[START OF Working data]

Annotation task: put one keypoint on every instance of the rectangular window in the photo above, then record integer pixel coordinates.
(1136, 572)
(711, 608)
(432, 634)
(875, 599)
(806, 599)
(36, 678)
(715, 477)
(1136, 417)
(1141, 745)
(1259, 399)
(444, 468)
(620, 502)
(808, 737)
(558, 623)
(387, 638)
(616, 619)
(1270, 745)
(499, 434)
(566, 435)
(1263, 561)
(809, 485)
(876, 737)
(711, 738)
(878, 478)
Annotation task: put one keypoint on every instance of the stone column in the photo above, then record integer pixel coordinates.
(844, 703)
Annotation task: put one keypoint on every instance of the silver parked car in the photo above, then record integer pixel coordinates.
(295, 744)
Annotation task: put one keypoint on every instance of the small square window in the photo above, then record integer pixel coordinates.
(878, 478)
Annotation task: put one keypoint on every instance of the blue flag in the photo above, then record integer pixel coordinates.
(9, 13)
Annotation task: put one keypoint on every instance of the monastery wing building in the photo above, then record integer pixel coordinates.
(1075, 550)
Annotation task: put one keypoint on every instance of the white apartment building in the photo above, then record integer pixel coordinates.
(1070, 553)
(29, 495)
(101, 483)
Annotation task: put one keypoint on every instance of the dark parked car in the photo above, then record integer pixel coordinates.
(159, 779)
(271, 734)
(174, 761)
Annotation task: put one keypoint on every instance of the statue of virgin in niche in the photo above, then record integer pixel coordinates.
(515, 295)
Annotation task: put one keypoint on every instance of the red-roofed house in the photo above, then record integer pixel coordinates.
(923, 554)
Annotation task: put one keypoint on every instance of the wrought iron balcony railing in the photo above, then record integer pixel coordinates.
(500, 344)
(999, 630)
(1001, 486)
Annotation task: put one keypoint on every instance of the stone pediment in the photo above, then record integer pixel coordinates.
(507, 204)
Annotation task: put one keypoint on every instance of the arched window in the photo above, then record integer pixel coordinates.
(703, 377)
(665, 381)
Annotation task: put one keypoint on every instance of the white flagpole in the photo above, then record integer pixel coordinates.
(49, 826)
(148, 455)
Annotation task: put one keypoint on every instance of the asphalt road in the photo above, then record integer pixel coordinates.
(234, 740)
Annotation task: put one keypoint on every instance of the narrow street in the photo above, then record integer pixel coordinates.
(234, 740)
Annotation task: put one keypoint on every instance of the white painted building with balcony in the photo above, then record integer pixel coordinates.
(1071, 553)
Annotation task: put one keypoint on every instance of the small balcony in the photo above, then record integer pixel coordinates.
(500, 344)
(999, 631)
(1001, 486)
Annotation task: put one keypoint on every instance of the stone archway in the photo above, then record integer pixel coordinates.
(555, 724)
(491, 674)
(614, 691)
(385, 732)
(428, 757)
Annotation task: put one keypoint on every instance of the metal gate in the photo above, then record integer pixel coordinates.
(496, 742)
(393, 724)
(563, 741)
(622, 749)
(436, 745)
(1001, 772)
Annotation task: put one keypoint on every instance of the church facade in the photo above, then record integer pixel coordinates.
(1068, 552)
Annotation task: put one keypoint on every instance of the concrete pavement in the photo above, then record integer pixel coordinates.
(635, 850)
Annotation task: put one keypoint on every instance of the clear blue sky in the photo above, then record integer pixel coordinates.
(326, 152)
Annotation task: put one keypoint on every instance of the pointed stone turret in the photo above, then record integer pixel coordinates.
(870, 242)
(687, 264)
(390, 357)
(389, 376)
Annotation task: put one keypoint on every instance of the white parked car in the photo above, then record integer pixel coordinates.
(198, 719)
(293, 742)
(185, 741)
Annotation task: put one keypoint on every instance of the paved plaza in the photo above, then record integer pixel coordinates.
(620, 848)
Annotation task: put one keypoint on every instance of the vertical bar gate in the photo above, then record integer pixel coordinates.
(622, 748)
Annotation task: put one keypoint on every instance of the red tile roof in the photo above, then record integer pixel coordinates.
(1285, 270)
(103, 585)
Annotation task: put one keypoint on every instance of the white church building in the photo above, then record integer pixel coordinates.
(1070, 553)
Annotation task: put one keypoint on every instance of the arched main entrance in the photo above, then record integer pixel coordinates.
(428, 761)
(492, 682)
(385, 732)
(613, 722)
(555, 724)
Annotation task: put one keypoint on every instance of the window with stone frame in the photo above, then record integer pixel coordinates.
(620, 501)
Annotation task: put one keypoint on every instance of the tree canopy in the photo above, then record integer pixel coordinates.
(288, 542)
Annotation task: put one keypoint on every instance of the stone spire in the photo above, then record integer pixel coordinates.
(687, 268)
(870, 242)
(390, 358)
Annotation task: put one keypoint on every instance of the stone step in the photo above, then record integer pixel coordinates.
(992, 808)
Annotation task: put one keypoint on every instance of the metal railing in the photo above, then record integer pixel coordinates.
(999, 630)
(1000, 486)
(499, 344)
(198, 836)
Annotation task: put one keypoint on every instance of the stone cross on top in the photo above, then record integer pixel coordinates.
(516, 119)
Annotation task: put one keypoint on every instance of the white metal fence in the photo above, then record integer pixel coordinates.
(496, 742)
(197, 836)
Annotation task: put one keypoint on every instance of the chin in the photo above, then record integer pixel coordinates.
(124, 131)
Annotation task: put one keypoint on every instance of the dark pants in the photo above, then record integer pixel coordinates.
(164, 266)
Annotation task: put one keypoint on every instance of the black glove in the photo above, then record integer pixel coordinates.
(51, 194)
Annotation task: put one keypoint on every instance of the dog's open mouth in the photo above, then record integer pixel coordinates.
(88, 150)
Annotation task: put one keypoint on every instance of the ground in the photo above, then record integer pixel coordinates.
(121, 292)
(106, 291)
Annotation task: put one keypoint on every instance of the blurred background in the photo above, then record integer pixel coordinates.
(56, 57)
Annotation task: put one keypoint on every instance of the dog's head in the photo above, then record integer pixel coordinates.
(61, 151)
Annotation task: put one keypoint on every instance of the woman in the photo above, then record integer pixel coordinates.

[END OF Working data]

- [To be done] Starting at the line that contains "the white metal", repeat each line exactly through the last one in the listing. Include both of those lines and nothing more.

- [Written response]
Annotation task: put one keypoint on every instance of the white metal fence in the photo above, then record integer pixel coordinates.
(496, 742)
(197, 836)
Annotation task: put one keypoint on every instance of the chin in the photo above, then record integer pixel coordinates.
(124, 131)
Annotation task: put one keypoint on every instance of the dark pants in the photo above, then record integer pixel coordinates.
(164, 266)
Annotation task: put one keypoint on every instance of the black glove in the photo above, then record integer pixel coordinates.
(51, 194)
Annotation task: put one keypoint on every instance of the dog's open mouth in the photo above, then record integer pixel coordinates.
(88, 150)
Annotation task: put one keypoint on every instance of the ground in the photo above, then record integer pixel coordinates.
(121, 292)
(106, 291)
Annotation task: put one keypoint on every instance of the blurred background in the photo above, then record integer pixel coordinates.
(56, 57)
Annotation task: put one keypoint on every instance of the dog's head in the photo above, then record integer pixel coordinates.
(61, 151)
Annotation task: put one keypoint on every instance of the woman in the photo above, then record integer pixel coordinates.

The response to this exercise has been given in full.